═════ Input data ═════

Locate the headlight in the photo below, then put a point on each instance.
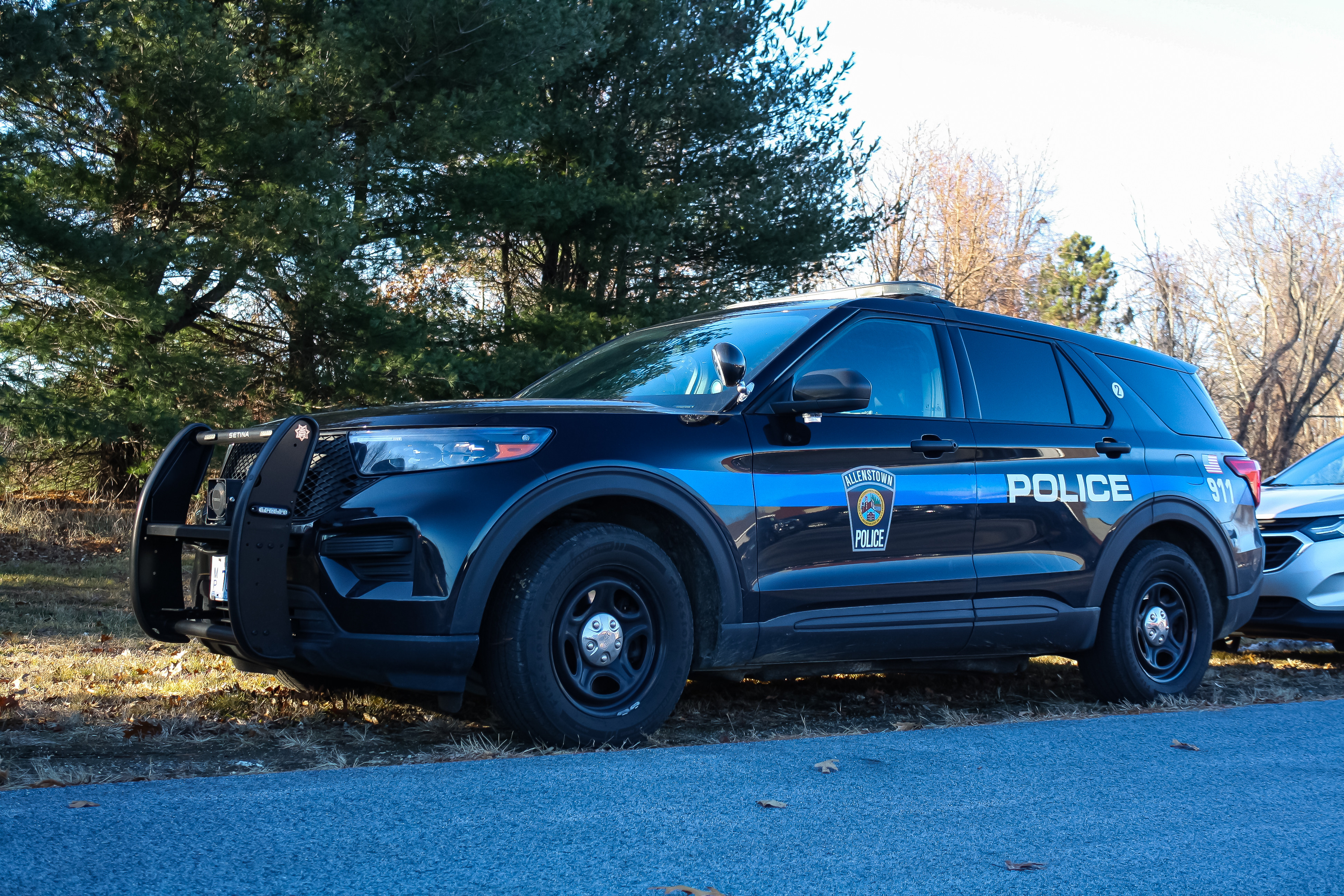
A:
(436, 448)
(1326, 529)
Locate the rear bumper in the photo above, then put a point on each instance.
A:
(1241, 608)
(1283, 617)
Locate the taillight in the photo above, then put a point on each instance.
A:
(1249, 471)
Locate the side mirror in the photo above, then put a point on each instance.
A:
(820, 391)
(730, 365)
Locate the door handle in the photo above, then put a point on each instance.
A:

═════

• Stated problem: Reproduce every one of the entries above in full, including each request, and offset every coordinate value in the answers by -63. Omit the pictures from your reproduction.

• Exercise output:
Locate the headlight in the photo below, then put a point on each instance.
A:
(373, 385)
(1263, 466)
Locate the rear bumper in the photo above, then put a point on each instance.
A:
(1178, 545)
(1220, 554)
Locate the taillight in the photo above, then put a point on each instance.
A:
(1186, 408)
Locate the side mirror in the photo above, then put a point on each instance.
A:
(757, 328)
(667, 302)
Locate the door handle in the photo above, then put a point on each instance.
A:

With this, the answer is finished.